Look below for the line containing "Note to the class: point out the wispy". Output it and each remaining line of the entries exactly, and nothing else.

* EXCERPTED DATA
□ □ □ □

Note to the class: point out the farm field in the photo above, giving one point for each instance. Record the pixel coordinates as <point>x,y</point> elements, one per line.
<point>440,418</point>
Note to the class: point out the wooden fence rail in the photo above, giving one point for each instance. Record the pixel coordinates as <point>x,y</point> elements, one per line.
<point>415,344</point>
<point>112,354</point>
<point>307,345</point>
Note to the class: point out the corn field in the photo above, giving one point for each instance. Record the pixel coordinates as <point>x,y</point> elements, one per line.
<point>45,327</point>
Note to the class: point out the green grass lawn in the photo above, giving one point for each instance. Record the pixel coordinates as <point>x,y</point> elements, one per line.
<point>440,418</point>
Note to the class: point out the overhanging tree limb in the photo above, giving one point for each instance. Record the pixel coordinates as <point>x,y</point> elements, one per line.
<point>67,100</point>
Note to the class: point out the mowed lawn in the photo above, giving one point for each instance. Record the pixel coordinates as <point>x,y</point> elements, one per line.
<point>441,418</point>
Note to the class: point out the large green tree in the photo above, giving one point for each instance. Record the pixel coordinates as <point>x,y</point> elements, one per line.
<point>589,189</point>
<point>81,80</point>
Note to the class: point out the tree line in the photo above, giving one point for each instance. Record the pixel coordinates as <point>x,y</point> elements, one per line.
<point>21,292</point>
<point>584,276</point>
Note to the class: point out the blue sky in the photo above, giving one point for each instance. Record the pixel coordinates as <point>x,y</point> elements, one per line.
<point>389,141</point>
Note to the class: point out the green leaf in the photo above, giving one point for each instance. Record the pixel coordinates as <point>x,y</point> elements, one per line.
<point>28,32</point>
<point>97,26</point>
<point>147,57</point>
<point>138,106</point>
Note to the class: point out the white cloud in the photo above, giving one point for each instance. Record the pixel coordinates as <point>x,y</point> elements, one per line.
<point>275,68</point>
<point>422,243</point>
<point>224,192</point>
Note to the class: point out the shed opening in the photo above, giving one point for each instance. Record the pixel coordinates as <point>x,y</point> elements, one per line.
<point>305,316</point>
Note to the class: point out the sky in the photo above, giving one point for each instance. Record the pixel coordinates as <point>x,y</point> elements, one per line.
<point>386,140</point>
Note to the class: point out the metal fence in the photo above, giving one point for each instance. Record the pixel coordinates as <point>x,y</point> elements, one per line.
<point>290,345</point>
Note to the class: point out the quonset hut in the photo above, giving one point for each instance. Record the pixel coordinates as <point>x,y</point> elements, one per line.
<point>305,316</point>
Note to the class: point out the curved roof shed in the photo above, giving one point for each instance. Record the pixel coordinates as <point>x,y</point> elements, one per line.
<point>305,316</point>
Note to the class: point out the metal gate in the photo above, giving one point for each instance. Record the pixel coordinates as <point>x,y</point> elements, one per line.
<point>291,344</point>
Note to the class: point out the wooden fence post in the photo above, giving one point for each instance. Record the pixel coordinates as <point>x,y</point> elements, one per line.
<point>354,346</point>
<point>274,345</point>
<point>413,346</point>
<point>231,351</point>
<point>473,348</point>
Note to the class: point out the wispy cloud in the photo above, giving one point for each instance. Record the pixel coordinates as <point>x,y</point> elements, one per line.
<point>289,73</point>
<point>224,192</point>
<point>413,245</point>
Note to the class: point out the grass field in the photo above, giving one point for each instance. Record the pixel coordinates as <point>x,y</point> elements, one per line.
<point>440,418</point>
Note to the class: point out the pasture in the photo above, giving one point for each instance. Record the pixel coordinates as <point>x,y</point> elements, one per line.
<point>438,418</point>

□ □ □ □

* EXERCISE RESULT
Note to the class: point out the wispy cloud in the photo above, giving one point for each instance. Record the pixel coordinates as <point>x,y</point> elements, one per line.
<point>289,73</point>
<point>224,192</point>
<point>413,245</point>
Note to the class: point out the grass field in the photo above, giving one point for each instance. Record the pixel coordinates as <point>x,y</point> elements, one per line.
<point>440,418</point>
Note to the class: point out the pasture in the photo above, giving one point for each instance. Record the pixel coordinates as <point>x,y</point> elements, one per line.
<point>438,418</point>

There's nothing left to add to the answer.